**TASK:**
Pull out every line in the rows below that contains the string "laptop".

**GIVEN DATA:**
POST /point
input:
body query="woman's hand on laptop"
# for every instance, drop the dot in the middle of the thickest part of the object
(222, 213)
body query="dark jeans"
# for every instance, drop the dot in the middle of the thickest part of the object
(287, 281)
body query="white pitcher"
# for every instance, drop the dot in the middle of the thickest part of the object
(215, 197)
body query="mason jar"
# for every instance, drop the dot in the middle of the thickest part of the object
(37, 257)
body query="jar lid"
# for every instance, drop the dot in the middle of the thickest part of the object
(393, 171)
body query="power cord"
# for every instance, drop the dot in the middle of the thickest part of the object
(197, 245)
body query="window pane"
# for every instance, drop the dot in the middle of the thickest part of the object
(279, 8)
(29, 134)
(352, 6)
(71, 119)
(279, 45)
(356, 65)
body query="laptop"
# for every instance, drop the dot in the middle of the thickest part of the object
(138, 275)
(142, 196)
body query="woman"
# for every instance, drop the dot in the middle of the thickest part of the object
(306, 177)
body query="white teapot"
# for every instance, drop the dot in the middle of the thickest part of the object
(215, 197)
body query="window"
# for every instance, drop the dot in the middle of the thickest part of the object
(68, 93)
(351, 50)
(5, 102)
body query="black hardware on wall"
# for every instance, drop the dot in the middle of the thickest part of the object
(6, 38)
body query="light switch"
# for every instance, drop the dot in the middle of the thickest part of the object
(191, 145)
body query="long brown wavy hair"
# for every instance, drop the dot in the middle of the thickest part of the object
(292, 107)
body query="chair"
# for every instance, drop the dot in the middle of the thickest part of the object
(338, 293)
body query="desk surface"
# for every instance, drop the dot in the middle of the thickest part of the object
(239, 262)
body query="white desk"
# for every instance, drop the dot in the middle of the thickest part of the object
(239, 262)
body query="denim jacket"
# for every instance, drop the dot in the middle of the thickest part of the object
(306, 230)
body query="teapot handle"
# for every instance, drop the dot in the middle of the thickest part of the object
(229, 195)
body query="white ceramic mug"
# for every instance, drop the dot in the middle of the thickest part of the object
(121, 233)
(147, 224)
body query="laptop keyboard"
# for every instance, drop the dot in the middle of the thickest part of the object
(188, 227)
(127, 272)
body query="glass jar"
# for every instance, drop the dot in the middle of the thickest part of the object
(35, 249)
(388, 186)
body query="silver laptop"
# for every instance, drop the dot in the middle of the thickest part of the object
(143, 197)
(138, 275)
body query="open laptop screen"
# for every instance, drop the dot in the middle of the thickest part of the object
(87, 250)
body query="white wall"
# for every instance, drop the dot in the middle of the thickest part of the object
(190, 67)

**FINISHED TASK:**
body query="woman's hand on laptop"
body query="laptop"
body query="laptop keyboard"
body query="silver laptop"
body query="open laptop screen"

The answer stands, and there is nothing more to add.